— Exercise —
Answer these from the plasma display passage below:
1. What is applied onto the electrode covering portion 116C to form the convex portions 116T?
2. During bonding, the convex portions 116T and 116TA serve as guides into what?
3. What improvement does the passage say results from the substrates hardly being displaced?

— Passage provided —
□ □ □ □
The dielectric layer 116 is formed by printing in the following method, for example: First, dielectric paste is applied to the overall surface on the side of the front glass substrate 102, for forming the electrode covering portion 116C. Then, dielectric paste is applied onto the electrode covering portion 116C with a screen plate corresponding to the pattern of the convex portions 116T, for forming the convex portions 116T. A drying/sintering step for the dielectric paste may be executed after forming the electrode covering portion 116C and the convex portions 116T respectively, or may be collectively executed after forming the convex portions 116T.

The AC-PDP 57 can attain the following effect along with the effect of the aforementioned embodiment 5: The aforementioned convex portions 116T and 116TA serve as guides into U-shaped trenches defined by adjacent barrier ribs 110 in a bonding step for the front glass substrate 102 and the rear glass substrate 103, whereby the front glass substrate 102 and the rear glass substrate 103 are hardly displaced. Consequently, the yield can be improved.
□ □ □ □
— Material —

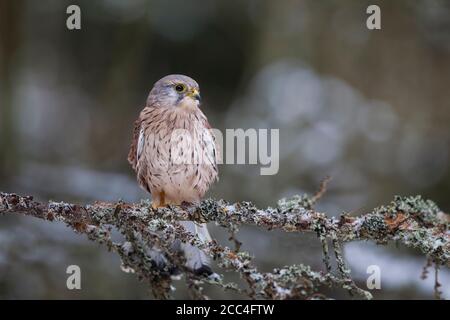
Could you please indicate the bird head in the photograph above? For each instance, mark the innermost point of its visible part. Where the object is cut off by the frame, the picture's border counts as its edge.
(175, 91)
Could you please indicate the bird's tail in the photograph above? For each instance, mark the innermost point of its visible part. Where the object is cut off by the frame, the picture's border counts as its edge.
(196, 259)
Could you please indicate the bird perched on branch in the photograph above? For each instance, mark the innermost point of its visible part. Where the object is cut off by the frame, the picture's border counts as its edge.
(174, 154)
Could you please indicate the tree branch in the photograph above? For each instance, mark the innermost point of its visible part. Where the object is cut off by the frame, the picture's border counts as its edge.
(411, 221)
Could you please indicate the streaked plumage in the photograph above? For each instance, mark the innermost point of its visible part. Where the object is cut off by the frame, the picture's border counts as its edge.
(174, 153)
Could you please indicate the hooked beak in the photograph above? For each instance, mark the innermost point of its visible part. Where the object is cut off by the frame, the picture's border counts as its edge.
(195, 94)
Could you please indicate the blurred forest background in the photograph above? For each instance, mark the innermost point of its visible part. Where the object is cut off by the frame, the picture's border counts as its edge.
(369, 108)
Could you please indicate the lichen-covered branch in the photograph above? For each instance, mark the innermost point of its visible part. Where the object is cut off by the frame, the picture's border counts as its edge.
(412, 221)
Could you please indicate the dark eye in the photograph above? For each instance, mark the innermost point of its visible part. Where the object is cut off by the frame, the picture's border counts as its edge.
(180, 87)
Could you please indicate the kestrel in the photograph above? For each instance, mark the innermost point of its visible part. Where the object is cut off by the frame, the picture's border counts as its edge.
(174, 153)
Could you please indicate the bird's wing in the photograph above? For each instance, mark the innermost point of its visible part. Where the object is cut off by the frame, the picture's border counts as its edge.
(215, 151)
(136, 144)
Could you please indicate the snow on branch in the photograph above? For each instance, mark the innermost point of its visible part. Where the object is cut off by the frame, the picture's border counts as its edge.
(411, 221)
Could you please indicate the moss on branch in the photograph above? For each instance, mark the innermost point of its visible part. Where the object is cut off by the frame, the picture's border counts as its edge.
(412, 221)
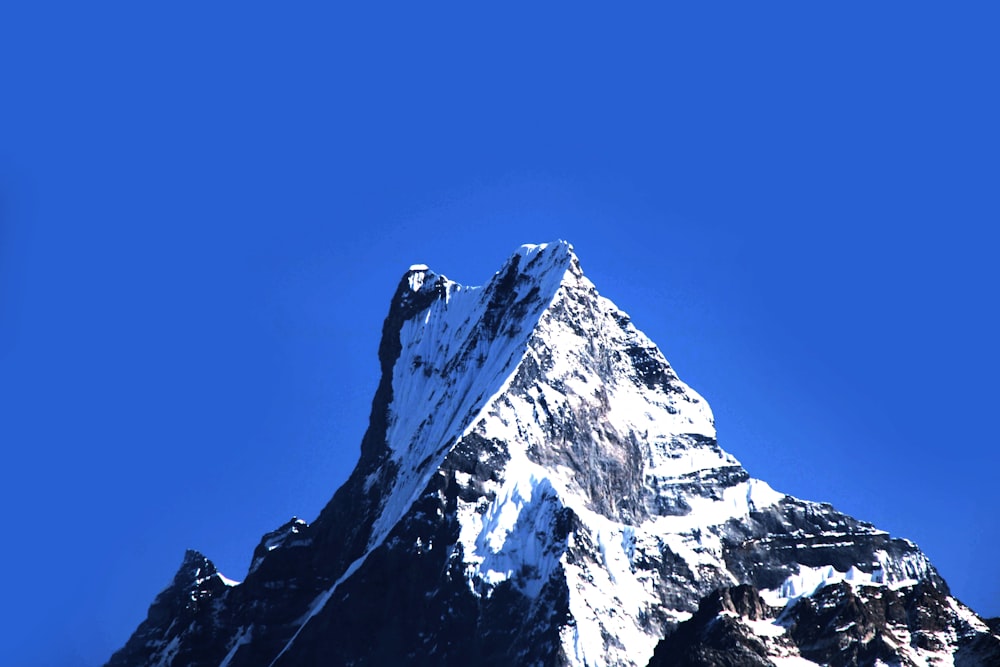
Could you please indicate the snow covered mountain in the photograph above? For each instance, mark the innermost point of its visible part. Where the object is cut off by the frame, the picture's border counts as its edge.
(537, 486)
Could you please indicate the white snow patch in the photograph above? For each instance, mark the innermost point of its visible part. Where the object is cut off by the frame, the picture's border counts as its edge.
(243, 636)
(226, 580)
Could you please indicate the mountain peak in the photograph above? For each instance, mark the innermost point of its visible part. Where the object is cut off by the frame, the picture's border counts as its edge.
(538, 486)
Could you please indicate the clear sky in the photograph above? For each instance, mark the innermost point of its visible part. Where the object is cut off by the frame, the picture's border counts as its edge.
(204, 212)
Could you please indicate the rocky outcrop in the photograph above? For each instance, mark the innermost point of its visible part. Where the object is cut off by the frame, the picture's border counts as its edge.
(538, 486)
□ □ □ □
— Expected answer —
1. Dielectric paste, applied with a screen plate corresponding to the pattern of the convex portions 116T.
2. U-shaped trenches defined by adjacent barrier ribs 110.
3. The yield can be improved.